- TAREFAS -
**A)** De acordo com o trecho sobre a invenção do computador, em que dia morreu John Presper Eckert Jr.?
**B)** Redigite o trecho sobre a invenção do computador entre "Renato M.E. Sabbatini" e "aos 91 anos.", inclusive.

- TRECHO CITADO -
***

Renato M.E. Sabbatini

A invenção do computador digital eletrônico, que ocorreu durante a II Guerra Mundial, quase que simultaneamente na Alemanha, na Inglaterra e nos EUA, foi um dos grandes marcos do desenvolvimento científico e tecnológico do século 20.

Este mês, coincidentemente, morreram dois dos principais pioneiros da invenção do computador digital nos Estados Unidos, John Presper Eckert Jr. e John Vicent Atanasoff Com eles, termina uma era, pois o terceiro "pai" do computador, John William Mauchly, já havia falecido em 1980. Eckert, um dos líderes da equipe que desenvolveu o primeiro computador digital eletrônico, o ENIAC (Electronic Numerical Integrator and Computer), na Universidade de Pennsylvania, morreu no dia 3 de junho, de leucemia, aos 76 anos de idade. O outro era Mauchly. No dia 15, foi a vez de Atanasoff, aos 91 anos.

***

Entradas de rotulagem de contornos:
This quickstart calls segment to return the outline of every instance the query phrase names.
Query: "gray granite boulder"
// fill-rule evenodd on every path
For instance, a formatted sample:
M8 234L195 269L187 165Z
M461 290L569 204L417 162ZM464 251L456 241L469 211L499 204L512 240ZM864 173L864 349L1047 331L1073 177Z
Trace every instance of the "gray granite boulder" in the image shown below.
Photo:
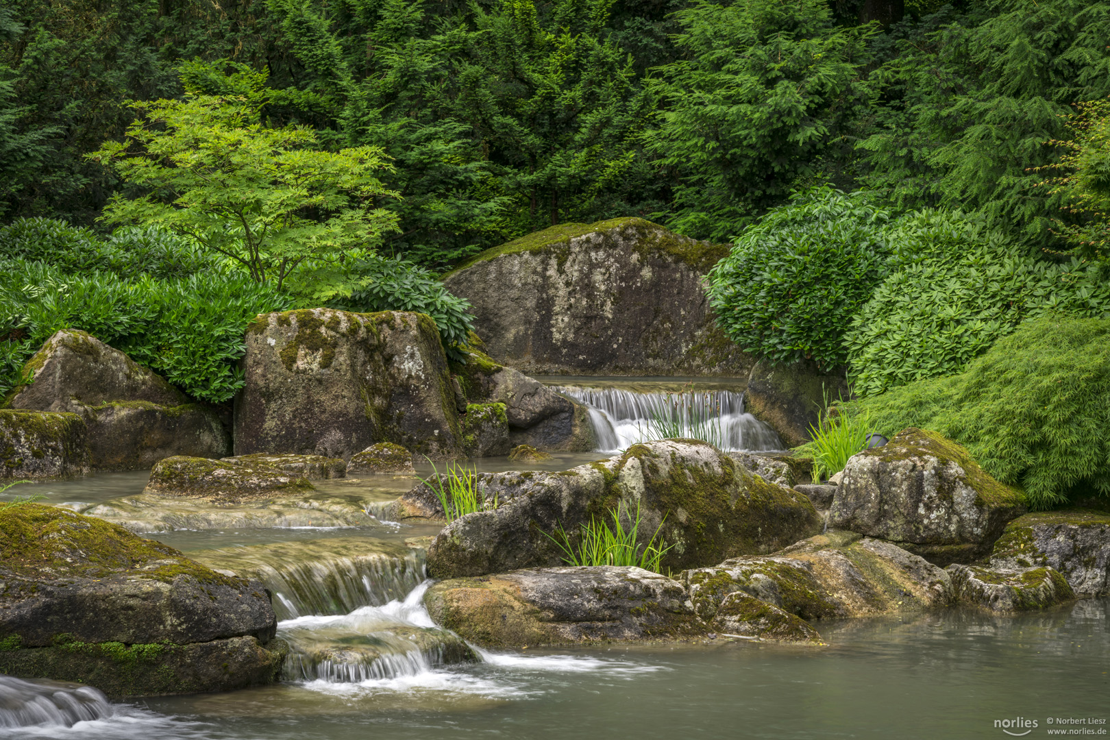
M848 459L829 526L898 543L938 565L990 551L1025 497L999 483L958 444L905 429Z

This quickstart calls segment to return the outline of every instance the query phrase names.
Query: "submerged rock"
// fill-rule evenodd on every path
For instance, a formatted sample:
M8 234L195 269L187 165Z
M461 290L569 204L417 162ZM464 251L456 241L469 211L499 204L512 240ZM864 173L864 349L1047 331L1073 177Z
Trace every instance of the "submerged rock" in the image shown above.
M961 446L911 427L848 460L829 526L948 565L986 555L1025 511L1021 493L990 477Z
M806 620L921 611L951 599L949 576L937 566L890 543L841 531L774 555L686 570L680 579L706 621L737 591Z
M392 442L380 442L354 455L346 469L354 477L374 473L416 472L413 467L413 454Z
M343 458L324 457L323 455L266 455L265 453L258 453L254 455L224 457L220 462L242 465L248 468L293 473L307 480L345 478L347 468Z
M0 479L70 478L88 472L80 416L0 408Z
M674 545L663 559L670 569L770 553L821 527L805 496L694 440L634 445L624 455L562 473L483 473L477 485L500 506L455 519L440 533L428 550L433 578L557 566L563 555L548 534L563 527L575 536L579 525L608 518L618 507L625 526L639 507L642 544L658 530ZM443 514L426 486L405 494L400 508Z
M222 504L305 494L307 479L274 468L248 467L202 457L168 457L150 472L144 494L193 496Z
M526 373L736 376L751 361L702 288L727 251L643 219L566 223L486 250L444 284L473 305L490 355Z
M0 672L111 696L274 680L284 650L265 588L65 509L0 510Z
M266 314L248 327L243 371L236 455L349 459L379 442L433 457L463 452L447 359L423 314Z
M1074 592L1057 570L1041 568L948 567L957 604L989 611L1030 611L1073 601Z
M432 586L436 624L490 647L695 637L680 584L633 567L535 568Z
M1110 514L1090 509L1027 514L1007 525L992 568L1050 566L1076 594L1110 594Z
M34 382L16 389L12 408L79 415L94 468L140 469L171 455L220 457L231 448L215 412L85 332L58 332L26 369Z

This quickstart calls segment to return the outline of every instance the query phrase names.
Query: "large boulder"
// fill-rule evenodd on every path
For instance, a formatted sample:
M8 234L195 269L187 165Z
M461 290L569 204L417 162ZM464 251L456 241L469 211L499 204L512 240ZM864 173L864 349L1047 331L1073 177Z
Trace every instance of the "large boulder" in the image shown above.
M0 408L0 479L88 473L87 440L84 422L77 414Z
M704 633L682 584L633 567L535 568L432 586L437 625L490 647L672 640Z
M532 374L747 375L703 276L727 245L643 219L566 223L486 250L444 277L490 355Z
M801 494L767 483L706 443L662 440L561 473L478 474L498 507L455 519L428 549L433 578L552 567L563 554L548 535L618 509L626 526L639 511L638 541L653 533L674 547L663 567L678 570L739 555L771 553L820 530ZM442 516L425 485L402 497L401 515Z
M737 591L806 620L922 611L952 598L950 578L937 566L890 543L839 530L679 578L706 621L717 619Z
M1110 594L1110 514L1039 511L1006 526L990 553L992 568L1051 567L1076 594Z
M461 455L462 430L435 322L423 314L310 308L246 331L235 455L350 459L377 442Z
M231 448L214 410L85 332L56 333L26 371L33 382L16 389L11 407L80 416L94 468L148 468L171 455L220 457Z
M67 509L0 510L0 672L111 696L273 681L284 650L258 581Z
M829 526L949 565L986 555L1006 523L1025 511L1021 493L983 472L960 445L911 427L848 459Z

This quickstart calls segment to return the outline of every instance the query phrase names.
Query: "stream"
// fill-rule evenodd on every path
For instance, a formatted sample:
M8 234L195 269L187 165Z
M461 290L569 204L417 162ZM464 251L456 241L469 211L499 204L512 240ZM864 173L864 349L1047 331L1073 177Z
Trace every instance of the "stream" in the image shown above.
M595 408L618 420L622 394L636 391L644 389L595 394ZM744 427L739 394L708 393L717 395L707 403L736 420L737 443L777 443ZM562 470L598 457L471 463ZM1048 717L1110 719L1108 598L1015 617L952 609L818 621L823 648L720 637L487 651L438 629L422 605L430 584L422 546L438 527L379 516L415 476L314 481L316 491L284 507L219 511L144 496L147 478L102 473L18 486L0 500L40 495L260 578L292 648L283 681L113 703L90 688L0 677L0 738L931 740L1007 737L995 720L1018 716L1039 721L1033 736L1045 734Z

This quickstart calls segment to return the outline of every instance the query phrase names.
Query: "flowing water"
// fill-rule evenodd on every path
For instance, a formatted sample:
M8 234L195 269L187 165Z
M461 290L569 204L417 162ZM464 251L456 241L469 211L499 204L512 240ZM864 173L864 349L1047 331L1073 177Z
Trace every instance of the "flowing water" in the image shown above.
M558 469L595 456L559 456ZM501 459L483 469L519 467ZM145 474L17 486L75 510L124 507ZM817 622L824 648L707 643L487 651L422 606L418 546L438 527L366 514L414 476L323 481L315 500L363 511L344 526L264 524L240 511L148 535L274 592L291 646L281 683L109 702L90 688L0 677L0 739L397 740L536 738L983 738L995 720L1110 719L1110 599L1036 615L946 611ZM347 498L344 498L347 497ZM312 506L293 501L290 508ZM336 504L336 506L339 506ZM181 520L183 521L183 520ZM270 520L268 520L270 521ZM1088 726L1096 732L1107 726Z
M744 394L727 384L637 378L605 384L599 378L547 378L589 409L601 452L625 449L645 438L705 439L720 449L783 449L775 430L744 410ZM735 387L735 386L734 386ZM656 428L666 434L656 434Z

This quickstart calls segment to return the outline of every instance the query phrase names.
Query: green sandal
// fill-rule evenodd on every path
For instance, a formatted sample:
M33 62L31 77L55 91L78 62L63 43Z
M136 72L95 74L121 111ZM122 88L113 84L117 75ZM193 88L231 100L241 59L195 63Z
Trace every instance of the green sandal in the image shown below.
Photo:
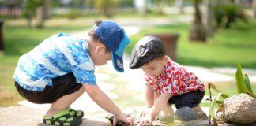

***

- RESULTADOS DAS TAREFAS -
**A)** No dia 3 de junho.

**B)**
Renato M.E. Sabbatini

A invenção do computador digital eletrônico, que ocorreu durante a II Guerra Mundial, quase que simultaneamente na Alemanha, na Inglaterra e nos EUA, foi um dos grandes marcos do desenvolvimento científico e tecnológico do século 20.

Este mês, coincidentemente, morreram dois dos principais pioneiros da invenção do computador digital nos Estados Unidos, John Presper Eckert Jr. e John Vicent Atanasoff Com eles, termina uma era, pois o terceiro "pai" do computador, John William Mauchly, já havia falecido em 1980. Eckert, um dos líderes da equipe que desenvolveu o primeiro computador digital eletrônico, o ENIAC (Electronic Numerical Integrator and Computer), na Universidade de Pennsylvania, morreu no dia 3 de junho, de leucemia, aos 76 anos de idade. O outro era Mauchly. No dia 15, foi a vez de Atanasoff, aos 91 anos.